→ INSTRUCTION
Repeat the listing that follows, character for character, minus the pictures.

→ EXTRACTED DATA
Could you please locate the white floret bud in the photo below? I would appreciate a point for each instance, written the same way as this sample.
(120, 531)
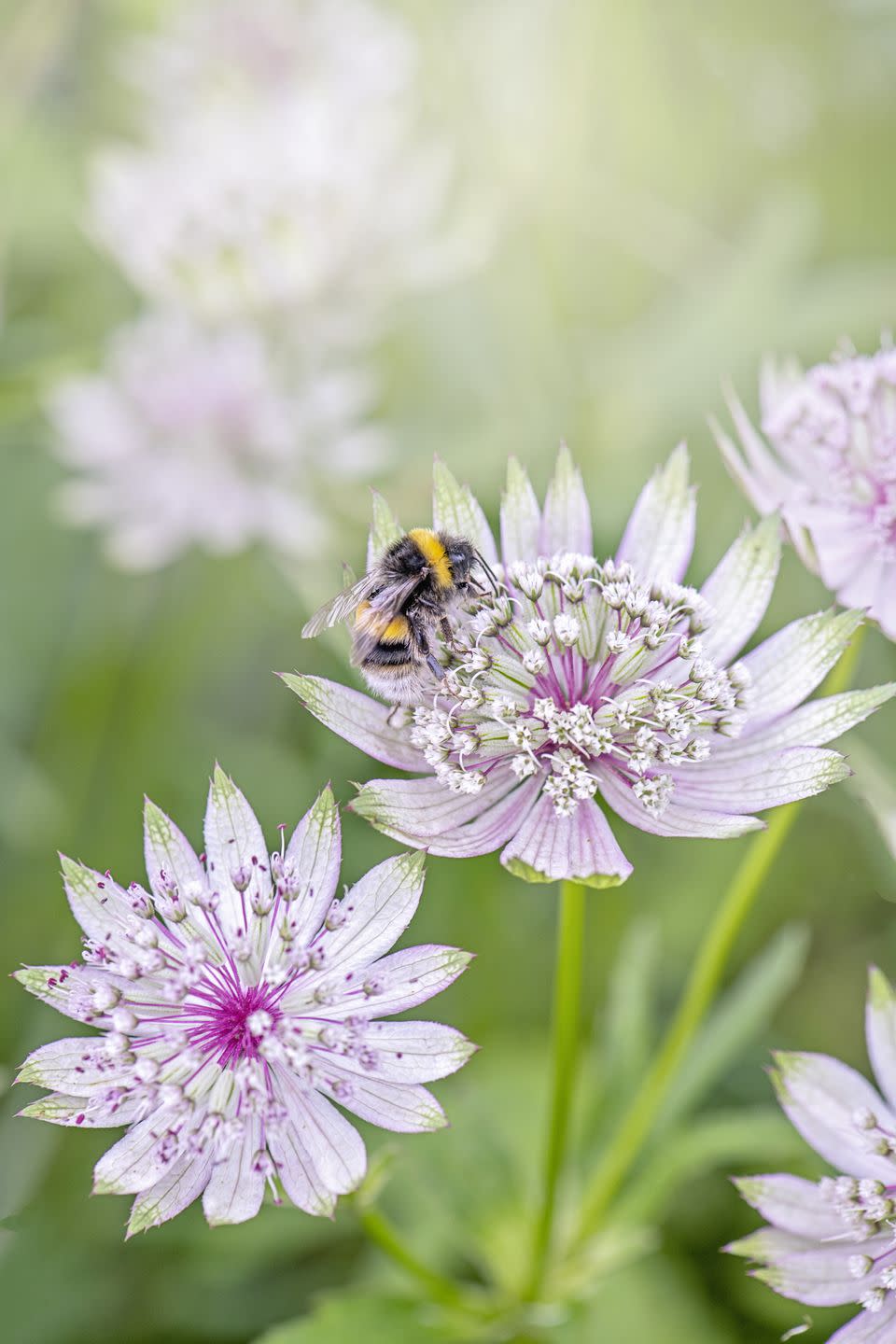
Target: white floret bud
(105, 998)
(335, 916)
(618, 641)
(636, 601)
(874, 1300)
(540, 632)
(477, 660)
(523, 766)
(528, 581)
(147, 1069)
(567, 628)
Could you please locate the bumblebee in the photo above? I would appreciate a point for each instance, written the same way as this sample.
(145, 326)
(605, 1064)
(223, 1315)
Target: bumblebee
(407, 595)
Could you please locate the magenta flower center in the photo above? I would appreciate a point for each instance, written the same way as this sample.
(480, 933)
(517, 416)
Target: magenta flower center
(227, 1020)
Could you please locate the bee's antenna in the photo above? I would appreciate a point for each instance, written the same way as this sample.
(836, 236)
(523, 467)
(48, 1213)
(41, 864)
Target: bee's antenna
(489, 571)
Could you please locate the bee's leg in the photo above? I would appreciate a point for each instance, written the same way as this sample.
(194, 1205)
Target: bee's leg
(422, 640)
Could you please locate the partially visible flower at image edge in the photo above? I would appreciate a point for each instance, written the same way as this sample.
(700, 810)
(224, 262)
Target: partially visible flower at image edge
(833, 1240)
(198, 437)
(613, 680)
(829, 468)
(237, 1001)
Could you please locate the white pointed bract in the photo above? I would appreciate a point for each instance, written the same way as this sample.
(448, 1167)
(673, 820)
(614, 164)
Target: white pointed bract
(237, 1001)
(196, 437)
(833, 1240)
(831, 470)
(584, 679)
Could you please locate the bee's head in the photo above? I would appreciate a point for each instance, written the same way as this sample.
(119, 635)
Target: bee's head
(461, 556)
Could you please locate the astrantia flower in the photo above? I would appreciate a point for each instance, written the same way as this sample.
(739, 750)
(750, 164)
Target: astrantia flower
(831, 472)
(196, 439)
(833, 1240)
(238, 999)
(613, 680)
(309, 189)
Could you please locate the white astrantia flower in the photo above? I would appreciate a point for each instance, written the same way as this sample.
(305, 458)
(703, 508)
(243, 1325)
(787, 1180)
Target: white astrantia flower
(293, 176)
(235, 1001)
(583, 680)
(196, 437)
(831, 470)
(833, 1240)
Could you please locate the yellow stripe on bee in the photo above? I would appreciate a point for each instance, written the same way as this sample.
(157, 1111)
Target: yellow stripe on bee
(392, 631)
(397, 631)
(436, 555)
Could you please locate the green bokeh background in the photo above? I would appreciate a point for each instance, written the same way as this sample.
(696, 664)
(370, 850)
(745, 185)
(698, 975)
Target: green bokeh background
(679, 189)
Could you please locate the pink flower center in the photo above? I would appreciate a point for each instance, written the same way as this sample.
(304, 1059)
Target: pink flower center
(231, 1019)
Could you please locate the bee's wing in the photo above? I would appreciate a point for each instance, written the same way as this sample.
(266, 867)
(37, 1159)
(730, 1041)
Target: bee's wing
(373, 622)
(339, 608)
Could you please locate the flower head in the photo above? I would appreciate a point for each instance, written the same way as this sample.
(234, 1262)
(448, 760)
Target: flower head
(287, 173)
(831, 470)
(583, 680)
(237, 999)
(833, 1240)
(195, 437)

→ WRITTEN RESPONSE
Could you please locate the white floret bud in the photo below? I would appreciate a point for each instance, written the same way as this sample.
(120, 531)
Target: white floret bud
(105, 998)
(335, 916)
(618, 641)
(636, 601)
(874, 1300)
(540, 632)
(477, 660)
(523, 766)
(528, 581)
(147, 1069)
(567, 628)
Could you please locate the bumblebee in the photo above? I would appreciate a point for each instance, written the same way as this sample.
(145, 326)
(605, 1064)
(223, 1315)
Target: bumblebee
(407, 595)
Could you please locate the magenta flower center in the photo above? I would appreciate a point for each instance, written the same way as this sample.
(480, 933)
(517, 416)
Target: magenta flower center
(227, 1020)
Could you please locate the bee's antenna in the photo above? I would appreciate a point for each instance, written the same way as this sample.
(836, 236)
(523, 467)
(48, 1213)
(41, 864)
Target: bee's antenna
(489, 571)
Could you please locate the bee's leg in the photo above? I would appreciate a point for each instance, written the same way as this sample.
(194, 1205)
Target: bee's leg
(422, 640)
Could you please locate the partially visible flower at image edge in the photo above? I would appreciate a point for each instance, written the same way as this sample.
(700, 810)
(224, 262)
Target: partially visible flower at image edge
(833, 1240)
(198, 437)
(613, 680)
(829, 468)
(237, 1001)
Could you please locate the white pointed bract in the photo above? I would appreciate a point for each instance, written the same way as this sample.
(448, 1167)
(673, 820)
(614, 164)
Target: white pointed bract
(237, 1001)
(196, 437)
(833, 1240)
(831, 470)
(584, 679)
Could you please locate the bee's head in the photo above? I would appreciate a point for each instance, written the same way as this sample.
(119, 635)
Target: bee's head
(461, 556)
Could you please locate the astrantia flower in the photo above? I would appreciate a point for each instance, written the same way as this sample.
(739, 750)
(750, 164)
Target: astrantia flower
(831, 472)
(196, 439)
(833, 1240)
(238, 999)
(613, 680)
(309, 189)
Could you please locate the white astrantia flower in the photo above? I would appreciate a point for each instance, written the same way as this sample.
(305, 458)
(703, 508)
(243, 1325)
(787, 1180)
Target: white astrantia flower
(293, 176)
(235, 1001)
(583, 680)
(196, 437)
(831, 470)
(833, 1240)
Could you please locate the yellow stripe on bee in the photo above? I would appreciate a point for each instance, written the same way as this sample.
(157, 1111)
Target: yellow stripe on bee
(392, 631)
(397, 631)
(436, 555)
Could you please locate the green bokeh background in the photo above? I would appreciate a point for each instance, written the same way as this sample.
(696, 664)
(370, 850)
(745, 185)
(698, 975)
Target: green bokeh background
(679, 189)
Could you please locate the pink flower center in the photo above? I would appreciate a point for each instance, written the same way as this sample.
(304, 1059)
Target: pink flower center
(231, 1019)
Could you please locate the bee's wing in the photo above? I would appreciate a point for each instance, written the same way as this sample.
(266, 867)
(37, 1159)
(730, 1041)
Target: bee's wing
(373, 622)
(339, 608)
Could you please locate the flower head in the photo above? I would appreciate a point for each instance, written the same way as this sample.
(234, 1262)
(448, 760)
Target: flower head
(287, 173)
(831, 470)
(583, 680)
(237, 999)
(833, 1240)
(195, 437)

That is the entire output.